Saved entries:

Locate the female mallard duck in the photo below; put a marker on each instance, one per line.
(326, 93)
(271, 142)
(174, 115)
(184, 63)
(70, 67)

* **Exercise instructions**:
Set down the data in full, word for word.

* **Problem solution**:
Locate the female mallard duck in the photo below; put a marker on each instance, one per line.
(326, 93)
(271, 142)
(174, 115)
(184, 63)
(70, 67)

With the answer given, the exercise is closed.